_閱讀文章_:
我永遠記得和阿嬤的一張合照:阿嬤抱著我,母親背上坐著大哥,背景是台中公園的綠草地。在黑白照片裡,綠草地的顏色呈現出深淺不同的色澤,一點也不沈重。

那年我開始在三重老家到處爬到處走,時不時會遇到阿嬤。阿嬤當時就在老家門口擺了個攤位,販售著各式各樣的蔬菜,小白菜、紅蘿蔔自是不在話下,還會有各種魚類。阿嬤有一隻銳角三角形的菜刀,類似沙西米專用刀,那是她拿來處理魚類用的。她熟練的用手伸入鰓部,輕輕一撥,「啵」的一個輕聲,很快就魚頭和魚身就分開來,可以販售了。喔,漏了一個部分,她會先用一隻握把類似大型開瓶器、尾端似扒地用鐵爪的縮小版,徹底刮除大小魚類的魚鱗,然後我就會看到地上一片片小小的閃光,隨著她舀起傾瀉而下的水流衝向排水溝-其實也只是個馬路旁略為低凹的水泥淺溝,還會有好幾片巴在她手臂上或是留在路面凹縫不肯走的,像粒粒鑽石般的發亮著。

_練習題目_:
a - 在這篇回憶阿嬤的文章裡,那張合照的背景是哪裡?
b - 請抄錄這篇回憶阿嬤的文章中,從「那年我開始在三重老家到處爬到」一直到「走的,像粒粒鑽石般的發亮著。」的全部文字。
c - 這篇回憶阿嬤的文章停在最後一句,請從那裡接著往下寫。
後面的資料取自另一個來源。

[點位標註資料]

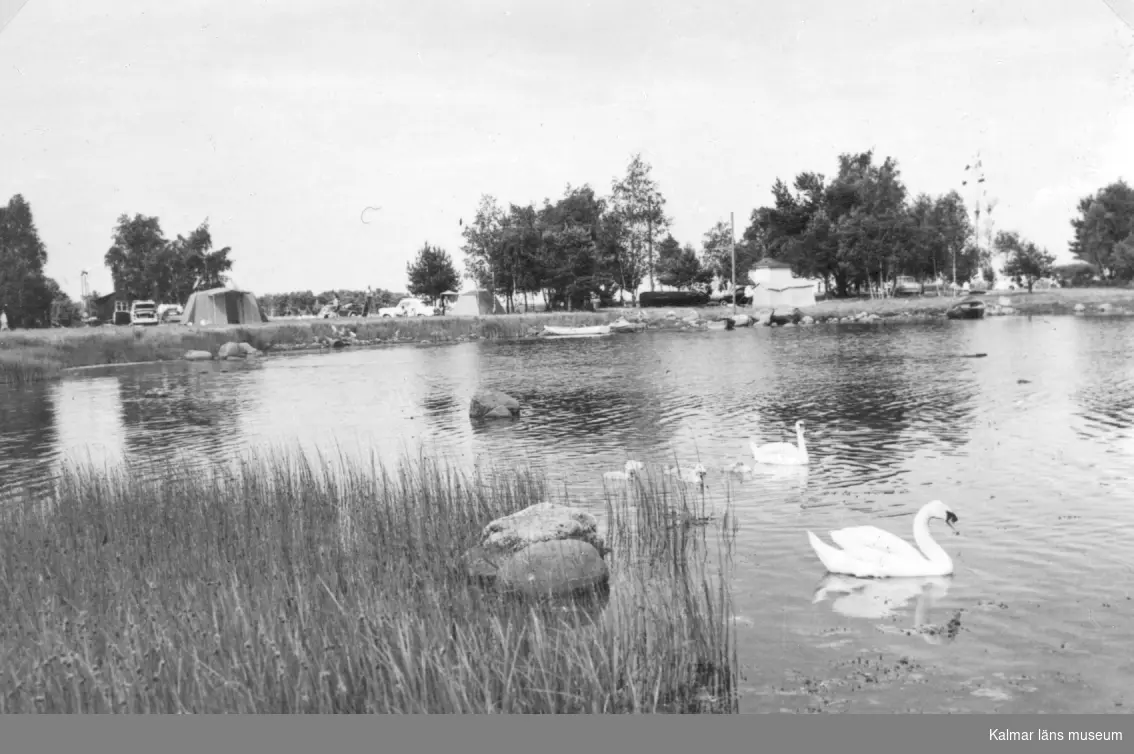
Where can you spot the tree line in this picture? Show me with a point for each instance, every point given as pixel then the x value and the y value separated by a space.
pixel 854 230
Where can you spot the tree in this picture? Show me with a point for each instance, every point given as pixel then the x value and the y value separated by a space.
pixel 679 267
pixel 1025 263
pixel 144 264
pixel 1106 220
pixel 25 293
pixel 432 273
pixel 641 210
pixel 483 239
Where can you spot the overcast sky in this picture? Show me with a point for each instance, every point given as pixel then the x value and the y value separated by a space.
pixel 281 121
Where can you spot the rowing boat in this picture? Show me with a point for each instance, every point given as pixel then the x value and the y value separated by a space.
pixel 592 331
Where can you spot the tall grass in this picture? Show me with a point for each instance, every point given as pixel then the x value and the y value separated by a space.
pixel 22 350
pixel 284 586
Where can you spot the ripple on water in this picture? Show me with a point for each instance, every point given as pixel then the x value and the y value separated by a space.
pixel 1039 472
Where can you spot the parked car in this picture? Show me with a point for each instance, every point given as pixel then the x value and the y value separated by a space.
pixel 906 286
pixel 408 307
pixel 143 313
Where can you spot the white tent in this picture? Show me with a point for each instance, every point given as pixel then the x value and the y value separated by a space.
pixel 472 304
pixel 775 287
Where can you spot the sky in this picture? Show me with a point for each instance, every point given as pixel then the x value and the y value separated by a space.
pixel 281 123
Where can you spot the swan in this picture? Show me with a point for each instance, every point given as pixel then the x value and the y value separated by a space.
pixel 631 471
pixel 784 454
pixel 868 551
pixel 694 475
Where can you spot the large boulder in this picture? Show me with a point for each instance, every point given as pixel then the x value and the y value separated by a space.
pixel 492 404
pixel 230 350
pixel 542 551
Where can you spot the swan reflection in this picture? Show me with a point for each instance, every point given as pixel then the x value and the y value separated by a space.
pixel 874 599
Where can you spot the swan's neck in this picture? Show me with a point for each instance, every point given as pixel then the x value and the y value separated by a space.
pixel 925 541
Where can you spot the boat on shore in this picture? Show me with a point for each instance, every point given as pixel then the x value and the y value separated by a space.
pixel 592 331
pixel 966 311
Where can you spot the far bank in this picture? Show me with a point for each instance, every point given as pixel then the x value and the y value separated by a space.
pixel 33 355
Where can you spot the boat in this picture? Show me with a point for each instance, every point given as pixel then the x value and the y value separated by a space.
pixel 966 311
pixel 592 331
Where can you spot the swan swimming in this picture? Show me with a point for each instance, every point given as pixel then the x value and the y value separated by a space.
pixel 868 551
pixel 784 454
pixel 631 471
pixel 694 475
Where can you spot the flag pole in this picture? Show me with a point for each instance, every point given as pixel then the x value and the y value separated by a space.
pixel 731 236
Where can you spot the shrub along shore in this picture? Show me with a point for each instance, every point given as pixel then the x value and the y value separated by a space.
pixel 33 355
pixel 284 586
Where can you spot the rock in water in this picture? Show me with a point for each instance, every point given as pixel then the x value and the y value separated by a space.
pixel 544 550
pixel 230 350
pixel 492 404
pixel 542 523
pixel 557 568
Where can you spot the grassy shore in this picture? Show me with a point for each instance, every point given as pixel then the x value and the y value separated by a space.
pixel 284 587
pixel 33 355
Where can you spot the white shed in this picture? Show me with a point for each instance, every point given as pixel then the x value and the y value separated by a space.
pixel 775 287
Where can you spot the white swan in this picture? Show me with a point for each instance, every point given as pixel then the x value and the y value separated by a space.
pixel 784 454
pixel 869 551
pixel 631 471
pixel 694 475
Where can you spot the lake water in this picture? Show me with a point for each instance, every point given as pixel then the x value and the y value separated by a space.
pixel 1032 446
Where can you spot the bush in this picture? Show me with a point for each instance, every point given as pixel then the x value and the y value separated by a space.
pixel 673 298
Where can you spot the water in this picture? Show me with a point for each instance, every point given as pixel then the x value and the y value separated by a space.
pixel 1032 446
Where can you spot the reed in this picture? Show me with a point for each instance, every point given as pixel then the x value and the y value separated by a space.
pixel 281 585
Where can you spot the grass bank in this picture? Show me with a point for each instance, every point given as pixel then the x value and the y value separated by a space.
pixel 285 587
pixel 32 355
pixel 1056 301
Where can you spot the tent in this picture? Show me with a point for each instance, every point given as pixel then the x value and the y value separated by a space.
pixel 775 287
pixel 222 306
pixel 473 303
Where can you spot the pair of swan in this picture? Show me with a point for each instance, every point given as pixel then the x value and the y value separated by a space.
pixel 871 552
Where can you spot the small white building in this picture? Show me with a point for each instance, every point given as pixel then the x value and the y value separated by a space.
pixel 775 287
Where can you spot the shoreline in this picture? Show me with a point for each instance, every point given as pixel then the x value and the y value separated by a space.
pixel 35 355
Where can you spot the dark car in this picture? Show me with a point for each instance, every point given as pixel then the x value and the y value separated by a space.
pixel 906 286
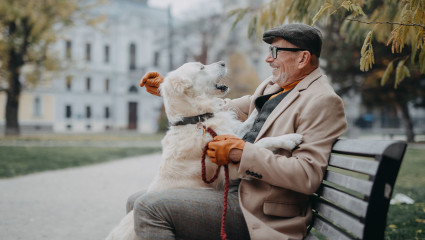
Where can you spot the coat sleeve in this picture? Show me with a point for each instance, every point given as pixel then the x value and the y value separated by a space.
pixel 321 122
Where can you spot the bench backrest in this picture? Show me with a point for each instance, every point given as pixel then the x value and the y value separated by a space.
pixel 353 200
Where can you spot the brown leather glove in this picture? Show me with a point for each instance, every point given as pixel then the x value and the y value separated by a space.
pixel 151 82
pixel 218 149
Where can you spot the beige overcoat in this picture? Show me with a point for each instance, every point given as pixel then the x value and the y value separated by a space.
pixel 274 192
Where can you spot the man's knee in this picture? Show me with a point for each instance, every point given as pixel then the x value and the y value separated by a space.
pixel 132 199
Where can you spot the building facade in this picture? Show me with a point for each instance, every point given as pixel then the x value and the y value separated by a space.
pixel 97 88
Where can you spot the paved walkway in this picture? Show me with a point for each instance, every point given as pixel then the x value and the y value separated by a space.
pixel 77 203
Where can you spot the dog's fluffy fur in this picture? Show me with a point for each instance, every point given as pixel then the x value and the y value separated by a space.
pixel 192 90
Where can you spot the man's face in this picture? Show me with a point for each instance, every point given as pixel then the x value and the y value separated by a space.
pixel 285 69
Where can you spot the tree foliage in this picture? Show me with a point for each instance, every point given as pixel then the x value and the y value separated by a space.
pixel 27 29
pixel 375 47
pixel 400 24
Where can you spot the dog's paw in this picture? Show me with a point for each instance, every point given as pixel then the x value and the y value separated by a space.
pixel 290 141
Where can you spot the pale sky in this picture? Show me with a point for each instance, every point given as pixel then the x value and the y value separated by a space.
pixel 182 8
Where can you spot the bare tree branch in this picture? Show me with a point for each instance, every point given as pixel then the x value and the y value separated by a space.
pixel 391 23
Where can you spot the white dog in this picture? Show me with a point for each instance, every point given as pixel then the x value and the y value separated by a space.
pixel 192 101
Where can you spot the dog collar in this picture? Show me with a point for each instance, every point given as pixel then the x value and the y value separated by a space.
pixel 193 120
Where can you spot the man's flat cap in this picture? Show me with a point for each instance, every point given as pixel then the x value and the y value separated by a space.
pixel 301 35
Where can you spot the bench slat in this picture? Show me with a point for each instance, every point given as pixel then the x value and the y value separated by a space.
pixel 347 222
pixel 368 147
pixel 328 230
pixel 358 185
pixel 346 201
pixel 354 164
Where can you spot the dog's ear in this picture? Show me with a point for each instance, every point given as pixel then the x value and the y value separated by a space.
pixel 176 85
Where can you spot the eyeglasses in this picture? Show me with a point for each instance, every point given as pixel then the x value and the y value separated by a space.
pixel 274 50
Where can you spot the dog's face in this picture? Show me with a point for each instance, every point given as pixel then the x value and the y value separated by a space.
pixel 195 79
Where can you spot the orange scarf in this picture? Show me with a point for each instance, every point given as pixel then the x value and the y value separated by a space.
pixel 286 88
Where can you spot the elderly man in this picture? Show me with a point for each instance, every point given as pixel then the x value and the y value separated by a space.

_參考答案_:
a - 台中公園的綠草地。

b -
那年我開始在三重老家到處爬到處走,時不時會遇到阿嬤。阿嬤當時就在老家門口擺了個攤位,販售著各式各樣的蔬菜,小白菜、紅蘿蔔自是不在話下,還會有各種魚類。阿嬤有一隻銳角三角形的菜刀,類似沙西米專用刀,那是她拿來處理魚類用的。她熟練的用手伸入鰓部,輕輕一撥,「啵」的一個輕聲,很快就魚頭和魚身就分開來,可以販售了。喔,漏了一個部分,她會先用一隻握把類似大型開瓶器、尾端似扒地用鐵爪的縮小版,徹底刮除大小魚類的魚鱗,然後我就會看到地上一片片小小的閃光,隨著她舀起傾瀉而下的水流衝向排水溝-其實也只是個馬路旁略為低凹的水泥淺溝,還會有好幾片巴在她手臂上或是留在路面凹縫不肯走的,像粒粒鑽石般的發亮著。

c -
在那個大同南路市場不遠的三重老家門口,總偶而會吸引一些散客走過來看看阿嬤的攤位,要不閒聊一下家常八卦,要不帶走一兩把青菜,再不是用鹹草串起一尾魚拎走。我就是這樣子開始走向這個家門旁邊阿嬤的攤位,開始了我的大千世界。

阿嬤有睡前吃零食的習慣,往往帶了個什麼餅乾、零食之類的小物,就像是虎姑婆在夜裡咬著小孩子的手指頭喀喀的吃起來。有時候我會跑去阿公阿嬤的房間向她伸手要,有時候自己睡著了什麼也忘了。一年夏天,天氣熱到不行,阿嬤把草蓆鋪在臨街的客廳磨石子地板,想透過地板的涼意與屋外的涼風增加涼快,比較容易入睡。隔天早上起床我是被阿嬤的驚呼聲給嚇醒的-她整個頭都是螞蟻!大概是她吃著餅乾時,屑屑掉進她的頭髮裡,而在屋裡到處巡走的螞蟻順著香氣找到她的頭髮去,整窩的螞蟻傾巢而出的大饗一餐。阿嬤趕緊衝向一樓天井旁的水池,將她的髮髻鬆開,希哩呼魯的洗起頭髮。從此,阿嬤睡前吃零食的習慣,就再也沒有出現,阿嬤與螞蟻共枕的驚慌失措,卻成了家裡兄姐偶而會提起的趣事。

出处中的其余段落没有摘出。